▶ Your task
Beginning at the line containing "Would you be able to point to the window frame", output every line to the end of the data below exactly as it appears.

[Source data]
-=-=-
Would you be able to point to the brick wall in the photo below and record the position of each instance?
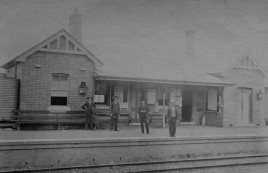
(253, 79)
(36, 82)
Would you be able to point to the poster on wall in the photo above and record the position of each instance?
(118, 91)
(151, 96)
(179, 101)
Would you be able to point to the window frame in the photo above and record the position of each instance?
(67, 88)
(218, 100)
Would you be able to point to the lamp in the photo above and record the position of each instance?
(83, 88)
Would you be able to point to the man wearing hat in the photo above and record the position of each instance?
(173, 115)
(89, 108)
(143, 113)
(115, 113)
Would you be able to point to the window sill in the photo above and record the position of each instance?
(58, 108)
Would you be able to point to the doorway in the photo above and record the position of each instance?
(244, 105)
(187, 101)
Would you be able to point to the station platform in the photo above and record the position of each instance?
(184, 131)
(107, 151)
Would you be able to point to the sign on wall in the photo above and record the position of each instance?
(175, 96)
(212, 99)
(151, 96)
-=-=-
▶ Written solution
Would you be able to point to the window frame in the photo above and record the position of each instance?
(67, 88)
(218, 100)
Would you be able to point to the lamp in the photo above and record the position of each instance?
(83, 88)
Would you be able to point to the man wearing hat in the photo above and record the position of each instance?
(173, 115)
(89, 108)
(143, 113)
(115, 113)
Would you be able to point to the window sill in the photo above and record the position of each instance?
(58, 108)
Would you be able to point to the doorway in the photo above and record the position of each instance?
(244, 105)
(187, 101)
Would you be able to point to the station platform in the photo above and record the position of each instance?
(184, 131)
(107, 151)
Would you be able to point to the sign on wall in the photo above and record the position of each instance?
(175, 96)
(212, 99)
(151, 96)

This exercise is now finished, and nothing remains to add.